# [Supplied material]
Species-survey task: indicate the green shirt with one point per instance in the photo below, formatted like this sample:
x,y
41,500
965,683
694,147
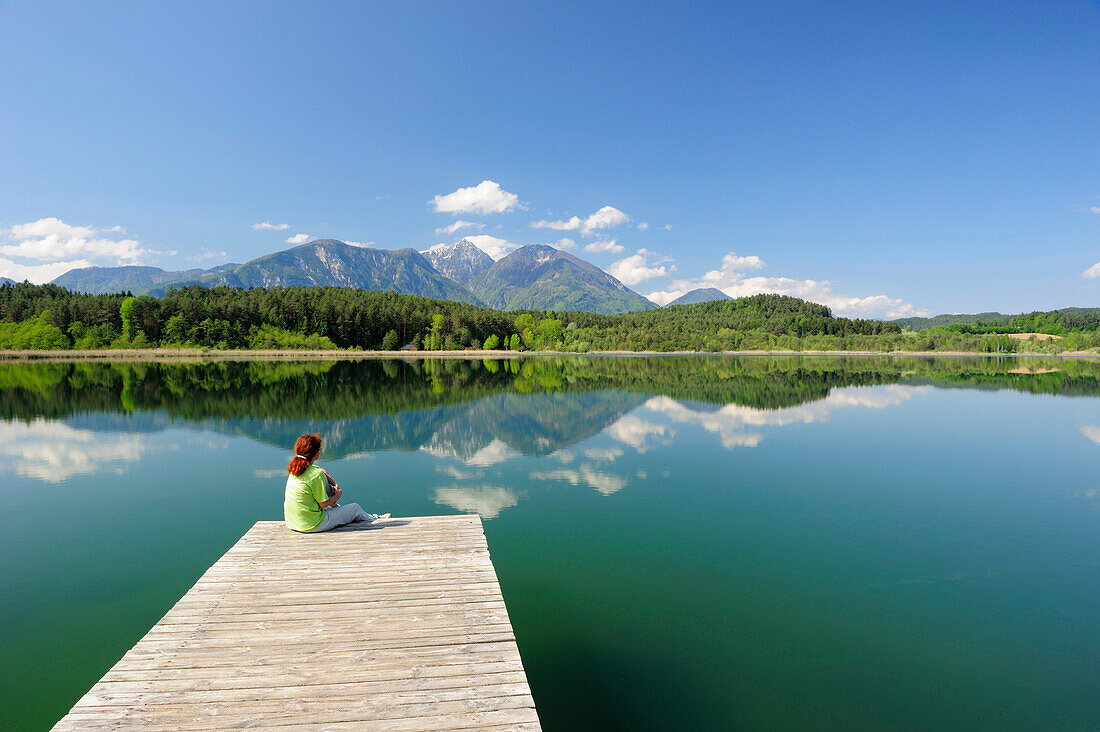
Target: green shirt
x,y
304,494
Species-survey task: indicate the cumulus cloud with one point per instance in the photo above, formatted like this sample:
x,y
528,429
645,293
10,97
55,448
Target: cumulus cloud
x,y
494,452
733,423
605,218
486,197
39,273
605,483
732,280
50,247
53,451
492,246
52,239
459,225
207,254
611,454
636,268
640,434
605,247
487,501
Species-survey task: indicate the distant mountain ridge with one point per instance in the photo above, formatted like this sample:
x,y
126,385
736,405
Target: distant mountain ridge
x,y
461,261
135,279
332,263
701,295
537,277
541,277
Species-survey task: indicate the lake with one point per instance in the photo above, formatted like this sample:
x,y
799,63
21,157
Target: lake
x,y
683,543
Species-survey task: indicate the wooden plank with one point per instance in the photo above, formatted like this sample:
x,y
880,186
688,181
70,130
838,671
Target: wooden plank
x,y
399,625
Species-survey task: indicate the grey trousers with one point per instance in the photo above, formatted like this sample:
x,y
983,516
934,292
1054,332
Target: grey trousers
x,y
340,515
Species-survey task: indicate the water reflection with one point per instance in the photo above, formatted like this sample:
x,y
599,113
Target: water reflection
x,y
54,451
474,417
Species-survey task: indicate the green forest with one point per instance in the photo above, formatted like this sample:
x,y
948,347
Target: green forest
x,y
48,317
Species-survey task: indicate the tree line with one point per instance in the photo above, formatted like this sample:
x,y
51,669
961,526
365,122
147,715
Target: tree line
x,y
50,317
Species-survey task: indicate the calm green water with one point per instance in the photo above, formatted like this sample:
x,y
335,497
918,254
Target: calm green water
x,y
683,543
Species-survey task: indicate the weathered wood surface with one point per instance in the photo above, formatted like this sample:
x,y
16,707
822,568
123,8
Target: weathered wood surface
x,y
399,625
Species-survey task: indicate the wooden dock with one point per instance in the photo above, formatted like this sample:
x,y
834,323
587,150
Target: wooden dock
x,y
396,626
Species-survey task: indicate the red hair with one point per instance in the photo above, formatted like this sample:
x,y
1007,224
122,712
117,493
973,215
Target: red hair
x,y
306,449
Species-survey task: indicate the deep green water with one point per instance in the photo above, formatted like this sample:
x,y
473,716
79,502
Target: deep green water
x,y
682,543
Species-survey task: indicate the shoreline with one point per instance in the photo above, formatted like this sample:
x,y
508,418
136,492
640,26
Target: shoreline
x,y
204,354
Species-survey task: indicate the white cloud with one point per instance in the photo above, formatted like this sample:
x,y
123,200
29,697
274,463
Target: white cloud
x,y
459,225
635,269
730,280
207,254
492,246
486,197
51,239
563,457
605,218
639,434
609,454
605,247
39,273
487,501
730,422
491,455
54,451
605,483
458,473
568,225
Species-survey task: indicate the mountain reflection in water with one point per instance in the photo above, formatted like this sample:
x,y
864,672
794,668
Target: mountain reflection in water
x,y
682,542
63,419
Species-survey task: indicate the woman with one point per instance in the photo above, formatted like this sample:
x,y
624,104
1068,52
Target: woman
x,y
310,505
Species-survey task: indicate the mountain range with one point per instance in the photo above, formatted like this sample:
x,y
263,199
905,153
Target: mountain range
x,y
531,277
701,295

# [Exercise instructions]
All entries must be written out again exactly as given, with no pictures in the copy.

# [Result for this task]
Species-survey task: indicate the green shirt with one point per instance in the photo below, formatted like this sample:
x,y
41,500
965,683
694,147
Target: green shirt
x,y
304,494
Species-survey task: indicate the cumulus cloud with one point per instance in the photo above, formatted like this sample:
x,y
528,429
645,293
10,97
55,448
Target: cumulus cloud
x,y
494,452
733,423
605,218
486,197
39,273
605,483
732,280
50,247
53,451
492,246
52,239
459,225
207,254
611,454
636,268
640,434
605,247
487,501
Species-survey task: indicate the distant mountain ridge with one point per instance in the photo above, formatted like this sample:
x,y
126,385
736,405
Target: distant mountain ridge
x,y
461,261
135,279
332,263
701,295
537,277
541,277
Species-survey task: indicate the lake with one point per instance in the photo above, formatted like this sample:
x,y
799,63
21,157
Target: lake
x,y
683,543
Species-survey task: indicate the wooden plank with one point per instance in the photo above, formatted like this sample:
x,y
880,186
688,181
70,130
838,671
Target: wooden plank
x,y
399,625
Species-survey task: indicate the grey trousers with one point per instance in the photo above, formatted like this sample:
x,y
983,516
934,292
1054,332
Target: grey trousers
x,y
340,515
Species-survey task: indicate the water reflection with one point per instance in the photo above, formatted like this sample:
x,y
599,113
Target: water reflection
x,y
54,451
474,417
Species-survey task: indicate the green forest with one point per instance in the photo above, formatted like this sample:
x,y
948,347
Target: green forest
x,y
48,317
Species-survey task: indicate the tree line with one point per instance in the photo above, formatted like this sample:
x,y
51,669
961,526
365,122
147,715
Target: tree line
x,y
50,317
Species-survey task: indicate the calm green water with one point per instance in the photo above, formatted like this sample:
x,y
335,497
918,254
Target: calm green water
x,y
683,543
Species-survey task: indicate the weathered wood surface with one point per instance in the photo above, formatted like this sample:
x,y
16,707
822,568
123,8
Target: weathered wood surface
x,y
399,625
Species-survey task: indicate the wooden dock with one point per instance in the photo above, formatted like this sample:
x,y
834,323
587,150
Target: wooden dock
x,y
396,626
Species-survey task: indicate the red hair with one point per instance in the photo above, formatted like this sample:
x,y
1007,224
122,712
117,493
973,215
Target: red hair
x,y
306,449
Species-survey task: indicate the deep green water with one point per instance in the photo above, formatted like this sample:
x,y
473,716
79,502
Target: deep green water
x,y
682,543
Species-survey task: indicate the shoreline with one point per instance in the photo above, formatted like this sample:
x,y
508,418
136,492
640,26
Target: shoreline
x,y
204,354
Species-survey task: indicate the white cloud with one point per instance in the photo above, formatted like this sample:
x,y
123,200
29,697
274,463
Target: white cloud
x,y
459,225
635,269
730,280
207,254
492,246
486,197
51,239
563,457
605,218
639,434
609,454
605,247
39,273
487,501
730,422
491,455
54,451
605,483
458,473
568,225
Species-survey task: indicate the mountain reflection in water with one point per instance in the photo above, formatted like this sample:
x,y
864,672
794,668
Target: mountain reflection in water
x,y
682,542
63,419
Species-survey task: indicate the woman with one point per instance in the photo above, formatted like this sample:
x,y
624,104
1068,52
Target: woman
x,y
310,505
Species-survey task: indicate the mountain range with one point per instance in the photo above, formatted like this sample:
x,y
263,199
905,153
Target: mountain range
x,y
531,277
701,295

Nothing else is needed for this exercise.